**TASK A**
According to the newsletter, who will run California Pizza Kitchen's restaurant operations?
**TASK B**
Please print the newsletter's text word for word, from "Nestlé is prioritizing" up to and including "run restaurant operations.".

**EXTRACT PROVIDED**
= = =

Dos Hombres Raises $15m, Celebrity Spirits Aren’t Slowing Down
After the $1B Casamigos exit, investor appetite for celebrity-backed alcohol is still alive, and the latest to raise is Dos Hombres, the mezcal brand from Breaking Bad co-stars Bryan Cranston and Aaron Paul.
What started as a passion project in Oaxaca, meeting a third-generation mezcalero and partnering with his family palenque, is now a $30m–40m revenue brand with national distribution (Whole Foods, Total Wine, major on-premise).
The $15M raise fuels:
Long-cycle agave procurement (a real working-capital moat)
New expressions (tobalá, ensamble, pechuga)
International expansion
Zooming out: we’re witnessing the second wave of celebrity spirits:
Casamigos → Diageo ($1B+)
Aviation Gin → Diageo ($610M)
Teremana → $3B valuation
Cîroc → 9-figure economics
818 Tequila → $300M valuation
Mezcal’s double-digit growth puts Dos Hombres in position to be the next scaled celebrity spirits story, if supply, brand heat, and distribution continue compounding in sync.
Nestlé Is Exploring a Sale of Blue Bottle, And It Will Likely Be at a Discount
Nestlé is reportedly shopping its stake in Blue Bottle, the OG “third-wave coffee” darling it acquired at a ~$700M valuation in 2017.
At the time, Blue Bottle was the premium café acquisition target; craft provenance, VC-backed momentum, cult cafés, and early subscription coffee.
Today, the story looks different.
Why the likely valuation reset?
Café economics weakened post-COVID (labor, rents, remote work)
RTD cold brew shelves are brutally competitive
Growth slowed (est. ~$110M revenue today)
Nestlé is prioritizing global platforms like Nespresso and Nescafé
Who might buy it?
Japanese conglomerates (UCC, Suntory), Japan remains Blue Bottle’s crown jewel
Experiential F&B roll-ups
A CPG player wanting premium café adjacency
Whatever the outcome, this will reset the benchmark for valuing experiential, operations-heavy coffee brands in a market that no longer pays 2015–2017 multiples.
California Pizza Kitchen Sells for ~$300M, And It’s All About the Brand
California Pizza Kitchen is being acquired for ~$300M, but the shock isn’t the price. It’s the buyer.
Consortium Brand Partners, better known for acquiring lifestyle and apparel IP (Outdoor Voices, Draper James, Jonathan Adler), is buying CPK.
Eldridge/Convive Brands will run restaurant operations.

= = =

Region descriptions in natural language
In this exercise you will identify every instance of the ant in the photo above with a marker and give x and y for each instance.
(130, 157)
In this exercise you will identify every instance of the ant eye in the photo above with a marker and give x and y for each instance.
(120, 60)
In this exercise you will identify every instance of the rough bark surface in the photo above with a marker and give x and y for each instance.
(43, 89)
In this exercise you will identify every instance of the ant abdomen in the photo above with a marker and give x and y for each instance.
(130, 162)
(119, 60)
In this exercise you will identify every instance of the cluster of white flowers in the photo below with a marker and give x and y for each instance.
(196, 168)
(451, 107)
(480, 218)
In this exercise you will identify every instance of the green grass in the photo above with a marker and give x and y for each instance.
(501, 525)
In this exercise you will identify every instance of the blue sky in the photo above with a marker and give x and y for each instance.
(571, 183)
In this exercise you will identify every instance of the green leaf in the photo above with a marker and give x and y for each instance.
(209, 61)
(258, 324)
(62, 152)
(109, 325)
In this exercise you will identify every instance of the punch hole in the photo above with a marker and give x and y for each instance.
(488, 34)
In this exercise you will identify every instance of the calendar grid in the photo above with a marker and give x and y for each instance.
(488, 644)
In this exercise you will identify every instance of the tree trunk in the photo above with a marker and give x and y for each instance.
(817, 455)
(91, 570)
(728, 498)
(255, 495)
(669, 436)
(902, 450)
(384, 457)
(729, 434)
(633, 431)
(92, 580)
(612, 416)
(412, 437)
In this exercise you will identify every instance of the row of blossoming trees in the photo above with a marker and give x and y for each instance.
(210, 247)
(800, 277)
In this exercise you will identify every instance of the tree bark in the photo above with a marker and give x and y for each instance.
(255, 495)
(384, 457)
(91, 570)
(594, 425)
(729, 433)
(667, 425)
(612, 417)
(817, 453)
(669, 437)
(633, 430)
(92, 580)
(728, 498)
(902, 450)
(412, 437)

= = =

**RESPONSE A**
Eldridge/Convive Brands.

**RESPONSE B**
Nestlé is prioritizing global platforms like Nespresso and Nescafé
Who might buy it?
Japanese conglomerates (UCC, Suntory), Japan remains Blue Bottle’s crown jewel
Experiential F&B roll-ups
A CPG player wanting premium café adjacency
Whatever the outcome, this will reset the benchmark for valuing experiential, operations-heavy coffee brands in a market that no longer pays 2015–2017 multiples.
California Pizza Kitchen Sells for ~$300M, And It’s All About the Brand
California Pizza Kitchen is being acquired for ~$300M, but the shock isn’t the price. It’s the buyer.
Consortium Brand Partners, better known for acquiring lifestyle and apparel IP (Outdoor Voices, Draper James, Jonathan Adler), is buying CPK.
Eldridge/Convive Brands will run restaurant operations.